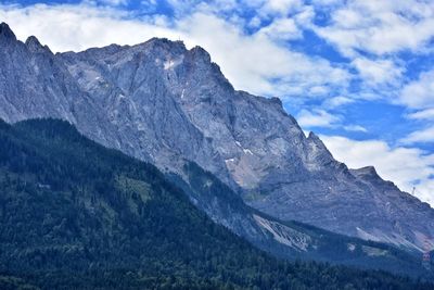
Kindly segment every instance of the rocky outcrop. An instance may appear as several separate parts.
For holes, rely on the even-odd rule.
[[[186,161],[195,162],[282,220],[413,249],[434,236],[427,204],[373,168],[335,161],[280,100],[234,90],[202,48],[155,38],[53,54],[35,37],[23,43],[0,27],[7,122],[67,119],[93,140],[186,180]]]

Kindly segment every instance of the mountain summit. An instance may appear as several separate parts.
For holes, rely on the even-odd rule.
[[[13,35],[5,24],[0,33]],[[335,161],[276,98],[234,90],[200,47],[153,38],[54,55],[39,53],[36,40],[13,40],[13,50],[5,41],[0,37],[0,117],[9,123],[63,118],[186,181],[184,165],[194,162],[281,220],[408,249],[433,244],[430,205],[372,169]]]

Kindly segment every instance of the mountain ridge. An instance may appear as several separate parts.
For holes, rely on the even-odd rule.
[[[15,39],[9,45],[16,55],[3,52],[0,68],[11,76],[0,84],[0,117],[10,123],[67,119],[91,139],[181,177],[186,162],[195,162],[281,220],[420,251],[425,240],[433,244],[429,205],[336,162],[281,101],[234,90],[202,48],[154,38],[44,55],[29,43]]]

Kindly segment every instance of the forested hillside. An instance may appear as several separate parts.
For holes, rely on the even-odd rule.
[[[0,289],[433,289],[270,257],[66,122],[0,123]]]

::::::::::

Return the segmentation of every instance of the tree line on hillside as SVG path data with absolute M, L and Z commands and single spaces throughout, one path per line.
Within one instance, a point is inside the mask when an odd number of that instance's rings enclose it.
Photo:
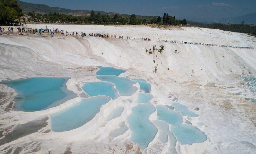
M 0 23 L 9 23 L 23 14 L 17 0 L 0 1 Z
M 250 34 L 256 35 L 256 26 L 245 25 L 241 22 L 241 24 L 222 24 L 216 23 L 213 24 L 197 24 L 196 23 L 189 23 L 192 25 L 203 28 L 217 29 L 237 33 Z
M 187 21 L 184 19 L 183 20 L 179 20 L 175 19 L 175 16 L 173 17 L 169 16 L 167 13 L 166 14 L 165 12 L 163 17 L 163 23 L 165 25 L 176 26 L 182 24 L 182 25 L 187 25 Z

::::::::::

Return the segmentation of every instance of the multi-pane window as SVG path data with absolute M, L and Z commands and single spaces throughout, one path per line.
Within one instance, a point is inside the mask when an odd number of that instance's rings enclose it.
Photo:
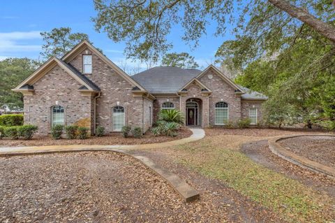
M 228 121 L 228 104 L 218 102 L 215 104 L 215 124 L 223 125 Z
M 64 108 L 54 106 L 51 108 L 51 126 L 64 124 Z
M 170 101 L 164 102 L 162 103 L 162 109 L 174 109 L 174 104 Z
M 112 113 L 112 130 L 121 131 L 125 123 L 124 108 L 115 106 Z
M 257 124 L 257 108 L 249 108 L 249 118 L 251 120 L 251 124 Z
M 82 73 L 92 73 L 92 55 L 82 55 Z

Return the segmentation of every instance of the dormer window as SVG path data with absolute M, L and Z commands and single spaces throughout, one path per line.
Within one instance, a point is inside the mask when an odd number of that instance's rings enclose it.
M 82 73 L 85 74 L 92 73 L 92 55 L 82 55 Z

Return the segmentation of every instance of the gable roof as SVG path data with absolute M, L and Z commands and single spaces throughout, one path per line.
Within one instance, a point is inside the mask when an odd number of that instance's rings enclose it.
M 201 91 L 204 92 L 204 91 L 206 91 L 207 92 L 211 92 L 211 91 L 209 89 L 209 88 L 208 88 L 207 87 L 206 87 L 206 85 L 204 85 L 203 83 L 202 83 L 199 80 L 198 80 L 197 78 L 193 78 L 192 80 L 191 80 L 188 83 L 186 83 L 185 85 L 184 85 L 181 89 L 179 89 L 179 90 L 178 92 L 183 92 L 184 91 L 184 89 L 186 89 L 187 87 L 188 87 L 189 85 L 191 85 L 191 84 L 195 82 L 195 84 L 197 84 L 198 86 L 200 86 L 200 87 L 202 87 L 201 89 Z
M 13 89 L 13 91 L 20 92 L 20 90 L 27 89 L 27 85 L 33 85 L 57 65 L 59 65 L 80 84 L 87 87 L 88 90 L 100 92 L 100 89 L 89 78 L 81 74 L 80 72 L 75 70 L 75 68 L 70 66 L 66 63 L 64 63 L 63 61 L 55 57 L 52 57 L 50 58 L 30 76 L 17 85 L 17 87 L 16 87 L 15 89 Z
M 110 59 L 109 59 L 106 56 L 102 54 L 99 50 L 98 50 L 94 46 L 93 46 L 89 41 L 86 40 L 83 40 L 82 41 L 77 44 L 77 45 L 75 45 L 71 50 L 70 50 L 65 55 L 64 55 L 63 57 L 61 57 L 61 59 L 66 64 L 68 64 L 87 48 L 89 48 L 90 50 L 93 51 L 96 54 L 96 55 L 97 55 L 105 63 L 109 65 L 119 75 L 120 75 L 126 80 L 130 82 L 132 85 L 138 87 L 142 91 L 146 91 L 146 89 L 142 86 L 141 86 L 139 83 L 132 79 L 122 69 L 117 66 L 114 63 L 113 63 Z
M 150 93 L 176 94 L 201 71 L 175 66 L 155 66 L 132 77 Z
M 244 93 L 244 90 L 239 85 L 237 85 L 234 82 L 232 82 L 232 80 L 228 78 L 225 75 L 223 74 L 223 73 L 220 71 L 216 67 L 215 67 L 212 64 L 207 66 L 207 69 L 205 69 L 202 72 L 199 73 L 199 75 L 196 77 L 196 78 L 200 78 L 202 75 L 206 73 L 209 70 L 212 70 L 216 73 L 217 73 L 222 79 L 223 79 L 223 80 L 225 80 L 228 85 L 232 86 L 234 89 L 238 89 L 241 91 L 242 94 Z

::::::::::

Rewrite the records from the line with "Kindly segment every instance of the forested" to the line with "[[[0,289],[433,289],[270,257],[66,122],[0,123]]]", substituting "slope" for "hillside" and keeping everything else unchanged. Output only those lines.

» **FULL ANSWER**:
Kindly segment every instance of the forested slope. An instance may appear as several separate parts.
For holes, rely on the even-odd rule.
[[[0,289],[433,289],[270,257],[66,122],[0,123]]]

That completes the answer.